#### Given data ####
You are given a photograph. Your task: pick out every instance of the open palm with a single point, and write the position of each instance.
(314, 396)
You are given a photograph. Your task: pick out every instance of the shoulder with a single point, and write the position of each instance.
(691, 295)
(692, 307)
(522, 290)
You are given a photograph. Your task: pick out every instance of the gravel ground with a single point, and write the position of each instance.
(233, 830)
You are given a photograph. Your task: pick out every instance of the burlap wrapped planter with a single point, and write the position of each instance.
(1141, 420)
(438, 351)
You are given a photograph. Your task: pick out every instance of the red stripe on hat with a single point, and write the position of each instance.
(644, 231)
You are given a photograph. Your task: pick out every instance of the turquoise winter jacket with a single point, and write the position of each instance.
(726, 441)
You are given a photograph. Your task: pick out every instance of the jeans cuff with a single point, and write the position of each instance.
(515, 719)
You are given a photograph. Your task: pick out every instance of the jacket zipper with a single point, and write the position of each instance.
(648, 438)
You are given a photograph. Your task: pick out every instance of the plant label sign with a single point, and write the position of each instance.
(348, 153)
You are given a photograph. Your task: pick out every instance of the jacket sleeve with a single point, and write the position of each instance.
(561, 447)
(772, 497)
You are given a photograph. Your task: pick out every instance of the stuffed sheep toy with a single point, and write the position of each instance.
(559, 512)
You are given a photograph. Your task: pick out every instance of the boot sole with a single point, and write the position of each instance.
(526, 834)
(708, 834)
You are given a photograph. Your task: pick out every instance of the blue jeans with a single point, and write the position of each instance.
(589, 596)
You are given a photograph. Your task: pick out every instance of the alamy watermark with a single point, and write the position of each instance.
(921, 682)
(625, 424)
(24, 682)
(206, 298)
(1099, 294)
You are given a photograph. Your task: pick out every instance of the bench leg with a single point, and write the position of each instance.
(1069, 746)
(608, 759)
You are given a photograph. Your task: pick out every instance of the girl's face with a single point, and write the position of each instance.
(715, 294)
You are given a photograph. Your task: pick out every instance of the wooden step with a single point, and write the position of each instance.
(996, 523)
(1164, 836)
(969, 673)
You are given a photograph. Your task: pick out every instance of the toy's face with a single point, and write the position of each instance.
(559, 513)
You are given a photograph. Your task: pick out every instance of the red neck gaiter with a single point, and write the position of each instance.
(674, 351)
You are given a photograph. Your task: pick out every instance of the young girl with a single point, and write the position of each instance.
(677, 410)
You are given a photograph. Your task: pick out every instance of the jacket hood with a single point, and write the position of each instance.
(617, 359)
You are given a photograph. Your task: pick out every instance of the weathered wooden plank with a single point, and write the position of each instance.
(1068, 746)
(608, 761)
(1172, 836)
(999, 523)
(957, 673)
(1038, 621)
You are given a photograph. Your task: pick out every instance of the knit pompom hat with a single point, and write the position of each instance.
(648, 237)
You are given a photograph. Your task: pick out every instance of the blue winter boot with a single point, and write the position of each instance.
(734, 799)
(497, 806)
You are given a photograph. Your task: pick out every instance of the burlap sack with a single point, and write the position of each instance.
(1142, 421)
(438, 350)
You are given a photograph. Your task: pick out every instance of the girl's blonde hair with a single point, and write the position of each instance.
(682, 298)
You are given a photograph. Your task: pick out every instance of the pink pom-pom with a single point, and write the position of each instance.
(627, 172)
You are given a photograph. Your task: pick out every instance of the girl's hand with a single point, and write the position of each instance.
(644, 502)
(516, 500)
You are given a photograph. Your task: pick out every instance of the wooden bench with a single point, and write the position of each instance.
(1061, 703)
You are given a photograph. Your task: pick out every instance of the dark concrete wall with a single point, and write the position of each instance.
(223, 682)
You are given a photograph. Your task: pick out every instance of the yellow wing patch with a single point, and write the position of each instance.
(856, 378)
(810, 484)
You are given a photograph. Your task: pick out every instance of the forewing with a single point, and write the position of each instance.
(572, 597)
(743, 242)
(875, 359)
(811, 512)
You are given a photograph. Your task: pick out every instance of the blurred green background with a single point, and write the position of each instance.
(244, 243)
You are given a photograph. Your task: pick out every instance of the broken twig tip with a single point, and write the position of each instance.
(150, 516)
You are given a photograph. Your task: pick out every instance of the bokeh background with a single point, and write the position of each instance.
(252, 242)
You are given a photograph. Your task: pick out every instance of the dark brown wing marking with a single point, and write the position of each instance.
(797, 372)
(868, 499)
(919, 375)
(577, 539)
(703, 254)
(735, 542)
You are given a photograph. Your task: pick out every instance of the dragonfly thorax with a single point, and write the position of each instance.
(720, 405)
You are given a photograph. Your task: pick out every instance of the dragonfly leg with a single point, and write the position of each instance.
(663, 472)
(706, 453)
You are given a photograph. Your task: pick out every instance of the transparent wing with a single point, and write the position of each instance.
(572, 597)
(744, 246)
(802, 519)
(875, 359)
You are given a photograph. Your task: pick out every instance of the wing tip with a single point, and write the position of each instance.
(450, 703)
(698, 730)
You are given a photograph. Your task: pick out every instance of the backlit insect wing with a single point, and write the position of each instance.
####
◆ What is needed:
Output must be limited to the lines beginning with the one that contains "of the wing" and ending with the last line of the entries, reproduced exactly.

◆ Reply to the exercise:
You are given a photograph. Your task: pick out every instance of the wing tip with a single point, and write the position of each instance.
(450, 703)
(698, 730)
You are given a photograph. Your task: pick out every instance of the backlit insect wing with a single point, and write the position of each instance.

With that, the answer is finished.